§ **Stored data**:
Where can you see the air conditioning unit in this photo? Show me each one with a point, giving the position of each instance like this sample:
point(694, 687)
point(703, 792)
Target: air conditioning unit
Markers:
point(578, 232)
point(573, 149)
==
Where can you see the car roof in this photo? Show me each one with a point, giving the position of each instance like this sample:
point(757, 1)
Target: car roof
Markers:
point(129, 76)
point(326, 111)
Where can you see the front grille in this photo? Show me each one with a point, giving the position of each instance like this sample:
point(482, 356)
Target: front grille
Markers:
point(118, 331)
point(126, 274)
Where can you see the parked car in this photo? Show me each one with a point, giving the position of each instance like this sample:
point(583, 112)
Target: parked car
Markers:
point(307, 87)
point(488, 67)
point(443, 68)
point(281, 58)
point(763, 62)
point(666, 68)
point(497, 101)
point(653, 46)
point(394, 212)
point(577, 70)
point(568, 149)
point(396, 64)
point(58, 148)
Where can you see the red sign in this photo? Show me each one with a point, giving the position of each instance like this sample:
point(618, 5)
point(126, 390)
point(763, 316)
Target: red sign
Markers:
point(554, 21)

§ **Description of the task**:
Go through the listing above. Show each line where the word "with" is found.

§ **Worked solution**:
Where can you see the air conditioning unit in this photo? Show me each one with a point, giving the position of each instance like this sample:
Where can you see the car roof in this photo? Show me each one with a point, giving the position of each instance like this sample:
Where can you see the front grille in this photo? Show me each one with a point, giving the position of each instance like this sample:
Where can you see the parked car in this photo? Show me each one with a point, giving the position of each instance like this sample:
Where can you see the red sign in this photo? Show me each one with a point, giving the position of each instance like this sample:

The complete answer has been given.